### Records shown:
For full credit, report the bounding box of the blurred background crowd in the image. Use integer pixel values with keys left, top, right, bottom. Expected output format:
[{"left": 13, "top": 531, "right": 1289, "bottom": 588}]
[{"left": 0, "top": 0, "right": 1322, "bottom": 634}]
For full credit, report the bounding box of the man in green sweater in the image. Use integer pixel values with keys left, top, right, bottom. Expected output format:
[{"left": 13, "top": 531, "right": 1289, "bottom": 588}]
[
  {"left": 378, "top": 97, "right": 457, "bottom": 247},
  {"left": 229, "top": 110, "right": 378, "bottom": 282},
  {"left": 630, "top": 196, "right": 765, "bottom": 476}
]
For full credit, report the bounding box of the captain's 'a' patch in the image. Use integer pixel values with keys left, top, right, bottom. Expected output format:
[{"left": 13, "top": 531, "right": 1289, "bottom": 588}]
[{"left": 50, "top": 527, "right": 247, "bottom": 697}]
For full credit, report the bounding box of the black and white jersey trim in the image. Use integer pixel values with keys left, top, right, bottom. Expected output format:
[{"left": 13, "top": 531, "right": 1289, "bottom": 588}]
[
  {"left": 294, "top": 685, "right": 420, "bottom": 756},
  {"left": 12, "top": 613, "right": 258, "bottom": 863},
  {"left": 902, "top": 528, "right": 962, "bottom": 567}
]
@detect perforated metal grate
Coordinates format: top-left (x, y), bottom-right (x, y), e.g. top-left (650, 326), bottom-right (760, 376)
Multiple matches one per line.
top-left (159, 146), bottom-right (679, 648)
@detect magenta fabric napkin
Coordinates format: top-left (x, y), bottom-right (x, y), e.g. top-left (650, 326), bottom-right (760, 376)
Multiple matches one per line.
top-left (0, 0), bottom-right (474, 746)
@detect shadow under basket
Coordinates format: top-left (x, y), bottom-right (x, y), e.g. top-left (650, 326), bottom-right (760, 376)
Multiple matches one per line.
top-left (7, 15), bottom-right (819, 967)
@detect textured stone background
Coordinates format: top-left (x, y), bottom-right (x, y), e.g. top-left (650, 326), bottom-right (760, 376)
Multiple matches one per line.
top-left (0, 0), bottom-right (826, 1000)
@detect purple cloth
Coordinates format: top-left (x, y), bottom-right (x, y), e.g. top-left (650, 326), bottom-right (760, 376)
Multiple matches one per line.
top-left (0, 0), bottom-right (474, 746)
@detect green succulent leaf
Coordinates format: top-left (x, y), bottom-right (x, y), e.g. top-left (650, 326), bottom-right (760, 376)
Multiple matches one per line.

### Required work:
Copy the listing above line for line, without changing anything.

### In response:
For full credit, report the bounding box of the blurred background crowd in the image. Use integer pixel values with keys left, top, right, bottom. Expected output format:
[{"left": 13, "top": 531, "right": 1289, "bottom": 588}]
[{"left": 0, "top": 0, "right": 1322, "bottom": 634}]
For full credit, report the bounding box of the man in green sweater in the image. Use integer pixel values with keys left, top, right, bottom. Expected output format:
[{"left": 13, "top": 531, "right": 1289, "bottom": 588}]
[
  {"left": 378, "top": 97, "right": 457, "bottom": 247},
  {"left": 229, "top": 110, "right": 378, "bottom": 282},
  {"left": 630, "top": 196, "right": 765, "bottom": 476}
]
For full credit, report the bounding box of the captain's 'a' patch in the image. Use integer pixel values with keys left, top, right, bottom. Expected output format:
[{"left": 13, "top": 531, "right": 1289, "bottom": 588}]
[{"left": 50, "top": 527, "right": 247, "bottom": 697}]
For full credit, report the bounding box of the black and white jersey trim in the image. Use integer pixel values with keys left, top, right, bottom. Expected output format:
[{"left": 13, "top": 531, "right": 1289, "bottom": 588}]
[
  {"left": 294, "top": 685, "right": 420, "bottom": 756},
  {"left": 12, "top": 613, "right": 258, "bottom": 863},
  {"left": 902, "top": 528, "right": 962, "bottom": 567}
]
@detect perforated metal grate
Coordinates format: top-left (x, y), bottom-right (x, y), e.g. top-left (650, 326), bottom-right (760, 376)
Multiple matches one per line.
top-left (159, 146), bottom-right (679, 648)
@detect magenta fabric napkin
Coordinates format: top-left (x, y), bottom-right (x, y), e.g. top-left (650, 326), bottom-right (760, 376)
Multiple matches one per line.
top-left (0, 0), bottom-right (474, 746)
@detect shadow under basket
Coordinates format: top-left (x, y), bottom-right (x, y), e.g. top-left (650, 326), bottom-right (760, 376)
Multiple matches one per line.
top-left (7, 15), bottom-right (819, 967)
@detect textured stone background
Coordinates format: top-left (x, y), bottom-right (x, y), e.g. top-left (650, 326), bottom-right (760, 376)
Multiple matches one per line.
top-left (0, 0), bottom-right (826, 1000)
@detect purple cloth
Coordinates format: top-left (x, y), bottom-right (x, y), e.g. top-left (650, 326), bottom-right (760, 376)
Multiple matches one per line.
top-left (0, 0), bottom-right (474, 746)
@detect green succulent leaf
Coordinates format: top-left (x, y), bottom-right (x, y), e.g. top-left (650, 326), bottom-right (760, 376)
Multiple matches one per line.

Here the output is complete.